SHORT TASK A:
Decide whether each statement below agrees with the passage about Breyton Poole, answering yes or no and quoting the words of the passage that decide it. (i) Poole first tried the high jump at his athletics club in Cape Town. (ii) Schlechder is a retired teacher from South Africa who has lived in Namibia since 2004. (iii) Poole played rugby as a scrum-half at national level.
SHORT TASK B:
Repeat word for word the stretch of the passage about Breyton Poole from "It’s something he" through "to clear 2.40m.".

EXCERPTED TEXT:
-------------------------
Step forward Breyton Poole, the 17-year-old South African who on Saturday afternoon claimed high jump gold at the IAAF World U18 Championships Nairobi 2017 with an astonishing leap, arcing his 1.72m (5ft 7in) body up and over a bar set to 2.24m.

In that moment, as a what-just-happened hysteria raged through the crowd in the Kasarani Stadium, both Poole and his coach Bennie Schlechder knew they had finally shredded any assertions that he was too small for his event.

It’s something he had heard since the age of 10, when Poole first dabbled in the high jump at his athletics club in Cape Town. “They thought I wouldn’t be able to adapt to it because I was so short,” he says. “I proved them wrong.”

If Poole is small now – relative to his high-jumping peers at least – then he was positively micro back then, but nonetheless he adapted well to the event, combining it with his first love, rugby, a sport in which he would go on to play as a scrum-half at national level.

At the age of 13, he teamed up with coach Bennie Schlechder, a retired teacher from Namibia who has been living in South Africa since 2004. Schlechder was aware of the potential limitations of Poole’s height, but he had studied the greats of the event and how an athlete like Stefan Holm, at 1.81m (5ft 11in), had managed to clear 2.40m.
-------------------------
DATASET SECTION:
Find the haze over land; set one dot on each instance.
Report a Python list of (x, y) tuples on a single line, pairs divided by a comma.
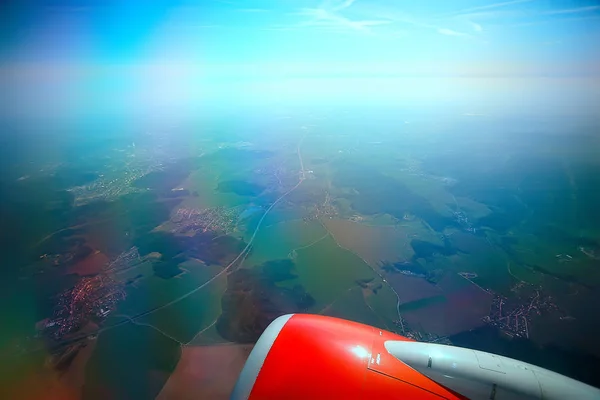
-------------------------
COMPLETE OUTPUT A:
(i) Yes: "when Poole first dabbled in the high jump at his athletics club in Cape Town"
(ii) No: "a retired teacher from Namibia who has been living in South Africa since 2004"
(iii) Yes: "a sport in which he would go on to play as a scrum-half at national level"

COMPLETE OUTPUT B:
It’s something he had heard since the age of 10, when Poole first dabbled in the high jump at his athletics club in Cape Town. “They thought I wouldn’t be able to adapt to it because I was so short,” he says. “I proved them wrong.”

If Poole is small now – relative to his high-jumping peers at least – then he was positively micro back then, but nonetheless he adapted well to the event, combining it with his first love, rugby, a sport in which he would go on to play as a scrum-half at national level.

At the age of 13, he teamed up with coach Bennie Schlechder, a retired teacher from Namibia who has been living in South Africa since 2004. Schlechder was aware of the potential limitations of Poole’s height, but he had studied the greats of the event and how an athlete like Stefan Holm, at 1.81m (5ft 11in), had managed to clear 2.40m.